A Note of Sympathy

 •  5 min. read  •  grade level: 8
 
G—, Aug. 2nd, 1861.
My Dearest—,
I am now in receipt of your last two notes. I can say, that I understand, in measure at least, every line of them, having tasted the bitter cup myself. Yet not the most bitter, dearest—, that has been drank, and drank for those who were, meanwhile, not seeking to sweeten its bitterness with the sympathies and consolations of love, but who were adding the poison of ingratitude and insult to God’s heavy wrath against sin. Nevertheless, He drained it to its dregs. Not even the odor of wrath remained. The flame of love in the heart of Jesus was stronger far than the lurid glare of divine wrath, and, for the believer, extinguished it forever. The intense flame, becoming yet more intensified amidst the breakings and meltings of that mysterious heart which could only love, rose far, and forever, above all that bore down upon it. The righteous wrath—the holy justice of heaven—the concentrated hostility, envy, and wanton cruelty of earth, and the malignant, combined malice and hate of hell, only proved the depth of the springs, and the power of that love, which rose as far above them all, as heaven is higher than earth.
Fire purifies gold by separating it from its alloy; but those holy and searching fires, penetrating as they were, could detect no alloy in the holy humanity of Jesus. They only proved what was always there. They brought out, what only the forsaken place could fully bring out; even His perfect, absolute, unchangeable confidingness of heart in God—His pure and heavenly worship of God His Father, in the very regions where nothing but blasphemy was ever before heard. “My God, my God,” and, “But thou art holy,” must ever stand as the only accents of worship that were ever rendered to God in those regions of utter distance—outer darkness. His were the only lips that ever-breathed adoration to the Holy One of Israel there. All others in that place have only blasphemed and gnashed their teeth against the God of holiness.

Short problem A →
Answer these questions from the letter of sympathy, each on its own line:
(i) What date appears at the head of the letter?
(ii) According to the letter, how does fire purify gold?
(iii) Which two quoted phrases does the letter call the only accents of worship rendered to God in those regions of utter distance?
Short problem B →
Rewrite the paragraph of the letter of sympathy that begins "Fire purifies gold" in a shorter form that keeps its main facts.
Short problem C →
Pick up the 1861 letter of sympathy after its last sentence and continue writing it.
The data placed after the letter of sympathy plays no part in this work.

Data supplied →
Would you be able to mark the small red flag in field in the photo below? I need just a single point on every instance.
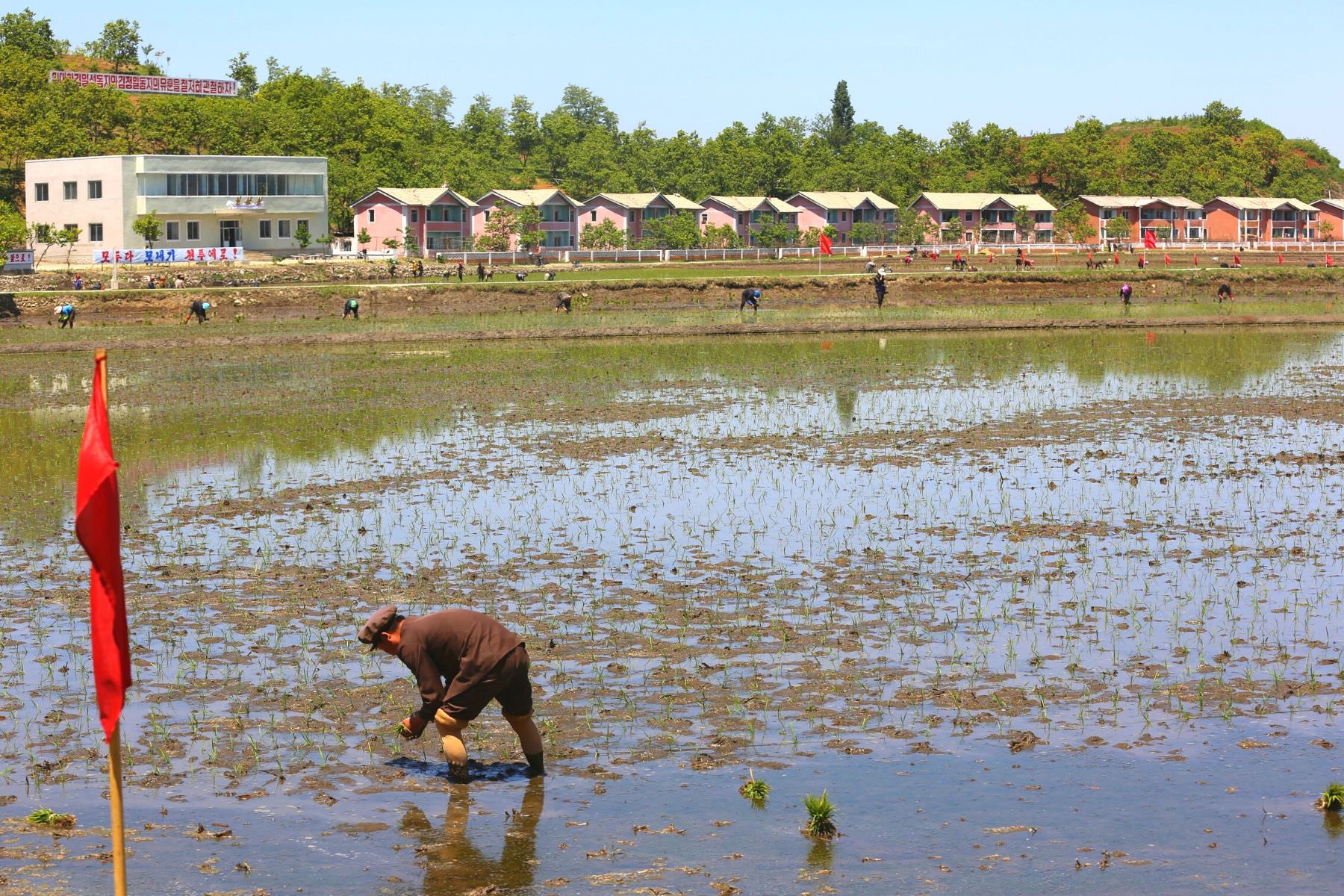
(99, 529)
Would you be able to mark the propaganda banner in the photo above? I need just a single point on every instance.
(166, 255)
(149, 84)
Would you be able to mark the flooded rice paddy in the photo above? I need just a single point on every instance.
(1042, 613)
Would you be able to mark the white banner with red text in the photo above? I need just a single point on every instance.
(166, 255)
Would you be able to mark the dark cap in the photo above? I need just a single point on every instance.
(376, 625)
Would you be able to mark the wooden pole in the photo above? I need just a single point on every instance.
(119, 827)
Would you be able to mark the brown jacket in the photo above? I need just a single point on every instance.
(450, 645)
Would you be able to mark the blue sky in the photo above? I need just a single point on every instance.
(698, 65)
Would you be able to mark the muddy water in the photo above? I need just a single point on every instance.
(1035, 612)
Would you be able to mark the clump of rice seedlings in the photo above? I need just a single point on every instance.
(50, 818)
(821, 815)
(753, 788)
(1332, 800)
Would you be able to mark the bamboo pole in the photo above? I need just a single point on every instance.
(119, 828)
(119, 825)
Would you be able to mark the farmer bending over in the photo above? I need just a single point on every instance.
(479, 659)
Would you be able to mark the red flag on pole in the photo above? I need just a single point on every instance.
(99, 529)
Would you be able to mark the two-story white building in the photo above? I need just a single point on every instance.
(255, 202)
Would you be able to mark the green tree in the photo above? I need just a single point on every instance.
(1073, 220)
(499, 230)
(673, 231)
(1024, 220)
(23, 31)
(527, 225)
(771, 234)
(841, 117)
(1117, 228)
(119, 45)
(914, 227)
(245, 74)
(721, 237)
(866, 233)
(603, 235)
(953, 230)
(151, 227)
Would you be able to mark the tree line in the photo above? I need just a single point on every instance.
(410, 136)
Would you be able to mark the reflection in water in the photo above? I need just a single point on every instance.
(453, 864)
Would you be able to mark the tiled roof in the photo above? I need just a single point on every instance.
(1137, 202)
(833, 199)
(1263, 203)
(961, 202)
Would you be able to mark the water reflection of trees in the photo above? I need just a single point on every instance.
(453, 864)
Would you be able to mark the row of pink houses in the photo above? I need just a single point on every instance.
(441, 220)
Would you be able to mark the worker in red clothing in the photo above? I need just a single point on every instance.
(479, 660)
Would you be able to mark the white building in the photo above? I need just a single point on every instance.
(206, 202)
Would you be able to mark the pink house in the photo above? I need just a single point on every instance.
(987, 218)
(430, 220)
(1246, 220)
(843, 210)
(745, 213)
(1167, 217)
(559, 214)
(629, 211)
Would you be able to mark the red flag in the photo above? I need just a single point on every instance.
(99, 529)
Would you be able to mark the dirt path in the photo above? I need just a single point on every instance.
(628, 332)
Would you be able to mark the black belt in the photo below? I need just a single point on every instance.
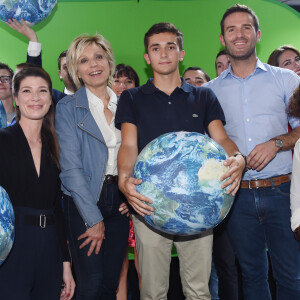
(264, 183)
(110, 179)
(35, 220)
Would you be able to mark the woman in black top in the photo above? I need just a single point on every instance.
(39, 260)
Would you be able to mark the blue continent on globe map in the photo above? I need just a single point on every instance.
(32, 11)
(7, 231)
(180, 173)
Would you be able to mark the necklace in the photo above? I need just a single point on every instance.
(32, 142)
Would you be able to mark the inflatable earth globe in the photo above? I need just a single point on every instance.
(32, 11)
(180, 173)
(7, 229)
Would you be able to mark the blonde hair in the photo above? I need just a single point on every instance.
(76, 48)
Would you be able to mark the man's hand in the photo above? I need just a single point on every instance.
(23, 29)
(135, 199)
(95, 236)
(123, 209)
(234, 174)
(261, 155)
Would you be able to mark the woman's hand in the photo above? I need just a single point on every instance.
(95, 236)
(69, 283)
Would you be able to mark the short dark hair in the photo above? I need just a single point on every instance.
(197, 69)
(127, 71)
(240, 8)
(61, 56)
(293, 109)
(274, 56)
(161, 28)
(48, 131)
(6, 67)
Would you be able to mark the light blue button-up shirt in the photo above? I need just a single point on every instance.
(255, 111)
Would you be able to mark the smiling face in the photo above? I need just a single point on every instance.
(121, 84)
(64, 74)
(93, 67)
(240, 37)
(33, 98)
(5, 87)
(194, 77)
(222, 63)
(290, 60)
(163, 53)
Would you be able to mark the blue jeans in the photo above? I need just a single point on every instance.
(214, 283)
(260, 219)
(97, 276)
(224, 259)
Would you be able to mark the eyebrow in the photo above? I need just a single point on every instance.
(157, 44)
(245, 24)
(30, 87)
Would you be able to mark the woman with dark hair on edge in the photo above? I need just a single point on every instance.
(125, 78)
(39, 261)
(294, 111)
(287, 57)
(89, 144)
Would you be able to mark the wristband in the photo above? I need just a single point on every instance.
(244, 157)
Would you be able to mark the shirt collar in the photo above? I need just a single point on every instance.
(150, 88)
(259, 65)
(67, 92)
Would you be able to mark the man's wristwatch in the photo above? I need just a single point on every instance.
(278, 143)
(244, 157)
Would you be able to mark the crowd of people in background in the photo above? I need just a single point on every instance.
(70, 177)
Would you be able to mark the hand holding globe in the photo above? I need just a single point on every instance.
(181, 172)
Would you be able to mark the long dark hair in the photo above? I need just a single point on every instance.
(48, 132)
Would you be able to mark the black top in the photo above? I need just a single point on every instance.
(154, 113)
(25, 188)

Exercise result A →
(i) Aug. 2nd, 1861.
(ii) By separating it from its alloy.
(iii) "My God, my God," and "But thou art holy."

Exercise result B →
Fire purifies gold by separating it from its alloy, but the searching fires could find no alloy in the holy humanity of Jesus. They only proved what was always there. Only the forsaken place could fully bring out His perfect, unchangeable confidence in God and His pure worship of His Father in regions where only blasphemy had been heard before. "My God, my God," and "But thou art holy" stand as the only worship ever rendered to God in that outer darkness. All others there have only blasphemed and gnashed their teeth against the God of holiness.

Exercise result C →
But that heart of unselfish love had also other objects to think of, and other interests to care for, though His Father’s glory was ever the first. He died for sinners to save them from hell’s burning flame. He died for the nation of Israel that the children might inherit the promises made to the fathers. He loved the Church and gave Himself for it, that in the day of His appearing she might be displayed with Himself, in all His bridal glories. The groaning earth, too, was remembered by the dying Jesus, and full provision made for its final deliverance and millennial blessedness, in the blood of that unfathomable cross. And, oh! sweet thought—soul-sustaining thought, amidst the darkness of sore afflictions, the desolations of bereavement, the bitterness of disappointed hopes, the breaking of hearts, and when, in very deed, “love lies bleeding,” my Jesus—my Lord, loves me the same today as He did the day He died for me on Calvary. Oh! my Jesus, my Jesus, my Lord, my God, my Saviour, my Bridegroom—affianced to Thee! affianced to that heart, affianced until the day of Thy nuptial glory; and then, oh! then, to be in the place—the permanent place of wife forever.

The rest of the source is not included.